In Nick Hughes’s densely worked aquatint intaglio prints, puppet or toy-like figures float in formal relation to intricately modeled furniture, tentatively moored in deep black and silver-grey surfaces. Each work on paper arranges impressions, or as Hughes puts it, “naive descriptions,” of materials that surround him in both his studio and memory: a wooden souvenir doll; an erroneous colonial-era biological sketch seen in a museum; a perspective-defying circular chair of modernist design. As lived-with objects and images become thoughts, they gain layers of meaning. Hung in collectively titled groups—“Awkward Menagerie,” “Architectural Heritage”—this diverse content comes together in conversation.

══════

Questions to answer ::
(a) Translate this sentence from the passage on Nick Hughes's prints into Spanish: "As lived-with objects and images become thoughts, they gain layers of meaning."
(b) According to the passage on Nick Hughes's prints, what brings the diverse content of his works together in conversation? Answer in one to three sentences.
(c) Resume the passage on Nick Hughes's aquatint prints where it stops, and add a few sentences in the same style.

Input data ::
══════

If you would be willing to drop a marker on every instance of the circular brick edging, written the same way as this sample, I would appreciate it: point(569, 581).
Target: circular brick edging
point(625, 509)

══════

Responses to the exercise ::
(a) A medida que los objetos y las imágenes con los que se convive se convierten en pensamientos, adquieren capas de significado.

(b) The works are hung in collectively titled groups, such as "Awkward Menagerie" and "Architectural Heritage." Shown this way, their diverse content comes together in conversation.

(c)
Like dramatically spotlit photographic stills—picture the performance documentation of oversized props and choreographed stances integral to Robert Wilson or Christopher Knowles’s recitations—Hughes’s prints suggest a moment captured within a broader set of movements or possibilities. Each character and item, modeled using tender line and tone, becomes part of Hughes’s tactile lexicon or alphabet of objects, reminiscent of Philip Guston’s collections of small textural still lifes that stack and queue up into rearrangeable visual sentences. The pools of darkness in each work foster mind-wandering: the impetus to imagine, connect, and narrate combinations of motifs that slip across the assembled prints.
Allusions to familiar crafts and childlike illustrations coax the dropping of one’s guard to free association—a reading of these works as depicting a Western collective unconscious, which must be uncovered, sifted, and sorted through in order to find new cultural grounding and progress.